_Do this_
Rewrite the rows starting with the line containing "Give a dot for each instance of the cellist, drawn" and going on through the line containing "<point>196,14</point>", keeping the requests, and scale every answer point coordinate by 2.1, rounded to whole numbers with halves rounded up. Leave the coordinates in the requests and their format samples as they are, and omit the pictures.

[Object location annotation data]
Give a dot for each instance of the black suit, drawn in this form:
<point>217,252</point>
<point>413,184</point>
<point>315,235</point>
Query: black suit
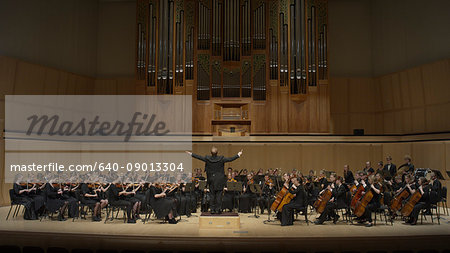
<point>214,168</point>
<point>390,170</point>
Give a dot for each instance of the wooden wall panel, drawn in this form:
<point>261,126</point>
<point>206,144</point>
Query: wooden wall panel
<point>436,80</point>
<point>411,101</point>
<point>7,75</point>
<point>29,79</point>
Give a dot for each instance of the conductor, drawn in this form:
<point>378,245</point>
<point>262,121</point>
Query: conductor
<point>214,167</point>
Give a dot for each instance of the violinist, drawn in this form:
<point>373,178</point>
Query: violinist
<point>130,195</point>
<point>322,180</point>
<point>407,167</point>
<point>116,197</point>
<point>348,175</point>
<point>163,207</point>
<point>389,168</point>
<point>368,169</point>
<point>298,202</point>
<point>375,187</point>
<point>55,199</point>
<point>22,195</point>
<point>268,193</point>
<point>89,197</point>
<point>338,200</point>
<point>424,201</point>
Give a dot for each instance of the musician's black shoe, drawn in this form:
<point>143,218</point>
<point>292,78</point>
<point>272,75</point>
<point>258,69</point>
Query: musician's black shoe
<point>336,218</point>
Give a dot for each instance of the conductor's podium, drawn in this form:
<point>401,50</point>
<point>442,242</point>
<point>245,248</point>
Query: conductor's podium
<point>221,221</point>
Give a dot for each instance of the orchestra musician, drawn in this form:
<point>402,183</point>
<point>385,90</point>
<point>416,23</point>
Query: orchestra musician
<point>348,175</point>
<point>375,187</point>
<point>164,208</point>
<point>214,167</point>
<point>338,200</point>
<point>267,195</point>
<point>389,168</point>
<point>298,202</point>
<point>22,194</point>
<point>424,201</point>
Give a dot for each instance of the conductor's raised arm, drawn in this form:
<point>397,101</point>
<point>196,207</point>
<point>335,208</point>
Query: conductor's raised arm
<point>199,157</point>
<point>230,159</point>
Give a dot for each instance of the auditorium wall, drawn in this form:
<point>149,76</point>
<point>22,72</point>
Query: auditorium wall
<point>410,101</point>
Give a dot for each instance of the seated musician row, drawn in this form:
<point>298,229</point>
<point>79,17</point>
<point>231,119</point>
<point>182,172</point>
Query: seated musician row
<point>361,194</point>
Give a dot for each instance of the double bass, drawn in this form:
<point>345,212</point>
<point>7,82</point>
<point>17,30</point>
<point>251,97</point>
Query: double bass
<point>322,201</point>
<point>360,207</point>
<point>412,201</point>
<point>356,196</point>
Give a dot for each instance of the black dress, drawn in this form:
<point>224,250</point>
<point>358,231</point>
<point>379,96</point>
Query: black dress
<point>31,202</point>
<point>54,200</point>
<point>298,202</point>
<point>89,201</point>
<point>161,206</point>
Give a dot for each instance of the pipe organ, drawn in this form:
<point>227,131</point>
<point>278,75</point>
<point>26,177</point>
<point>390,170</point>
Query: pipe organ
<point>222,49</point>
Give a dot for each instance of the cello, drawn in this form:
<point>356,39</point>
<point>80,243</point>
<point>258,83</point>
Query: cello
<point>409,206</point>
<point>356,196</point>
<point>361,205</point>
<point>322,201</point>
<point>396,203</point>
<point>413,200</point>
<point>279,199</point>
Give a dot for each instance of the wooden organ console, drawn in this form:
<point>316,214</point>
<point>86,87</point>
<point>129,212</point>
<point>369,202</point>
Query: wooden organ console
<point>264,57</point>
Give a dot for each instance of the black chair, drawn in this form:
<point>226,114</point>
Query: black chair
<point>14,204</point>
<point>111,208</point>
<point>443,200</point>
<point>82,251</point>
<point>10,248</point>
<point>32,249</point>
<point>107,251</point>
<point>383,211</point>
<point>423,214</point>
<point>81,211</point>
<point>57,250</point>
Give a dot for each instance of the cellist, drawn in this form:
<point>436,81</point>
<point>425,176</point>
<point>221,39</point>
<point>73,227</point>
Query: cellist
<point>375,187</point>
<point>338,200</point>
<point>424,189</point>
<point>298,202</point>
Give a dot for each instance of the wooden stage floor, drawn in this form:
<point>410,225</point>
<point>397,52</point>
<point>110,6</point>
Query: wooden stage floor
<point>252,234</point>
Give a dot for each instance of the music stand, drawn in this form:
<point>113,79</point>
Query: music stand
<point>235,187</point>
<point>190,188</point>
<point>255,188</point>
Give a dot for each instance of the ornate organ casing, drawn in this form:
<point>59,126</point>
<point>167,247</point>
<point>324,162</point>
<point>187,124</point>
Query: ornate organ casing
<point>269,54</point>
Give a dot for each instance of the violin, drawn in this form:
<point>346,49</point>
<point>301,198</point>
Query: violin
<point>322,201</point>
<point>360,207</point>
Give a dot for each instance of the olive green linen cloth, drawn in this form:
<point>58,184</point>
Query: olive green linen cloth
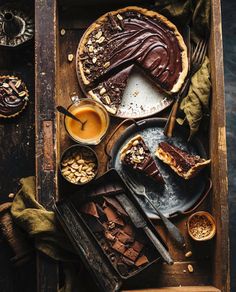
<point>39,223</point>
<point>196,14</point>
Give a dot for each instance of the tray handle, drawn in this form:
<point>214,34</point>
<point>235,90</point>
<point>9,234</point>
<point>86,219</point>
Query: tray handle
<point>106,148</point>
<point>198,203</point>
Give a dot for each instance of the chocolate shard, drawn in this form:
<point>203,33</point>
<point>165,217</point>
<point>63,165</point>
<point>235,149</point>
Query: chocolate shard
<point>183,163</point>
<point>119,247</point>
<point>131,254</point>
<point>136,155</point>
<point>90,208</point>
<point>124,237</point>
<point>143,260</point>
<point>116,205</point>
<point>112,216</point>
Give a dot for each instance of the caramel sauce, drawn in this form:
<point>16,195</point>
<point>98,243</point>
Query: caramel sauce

_Answer in full_
Give a dot for each instance of the cellist, drawn in this form:
<point>436,81</point>
<point>425,176</point>
<point>221,39</point>
<point>73,227</point>
Query: cellist
<point>788,393</point>
<point>710,420</point>
<point>890,397</point>
<point>626,424</point>
Give a dot for each instance of the wooden stage floor, drawn in this form:
<point>410,225</point>
<point>397,52</point>
<point>110,6</point>
Query: wooden stage floor
<point>529,491</point>
Give a dot for each instance of the music stand, drawn in this form:
<point>113,79</point>
Query: music stand
<point>494,393</point>
<point>399,395</point>
<point>536,395</point>
Give a dot for each instance of the ornate organ casing, drawn in this form:
<point>59,126</point>
<point>167,247</point>
<point>324,162</point>
<point>187,124</point>
Query: ornate organ casing
<point>565,113</point>
Give a dot for each instance of the violin, drawn in this form:
<point>346,49</point>
<point>301,198</point>
Query: violin
<point>676,422</point>
<point>756,435</point>
Give a dot for each instance of the olive green linen cloth, drawn in this form:
<point>58,184</point>
Query: olive green linen cloth
<point>82,468</point>
<point>412,29</point>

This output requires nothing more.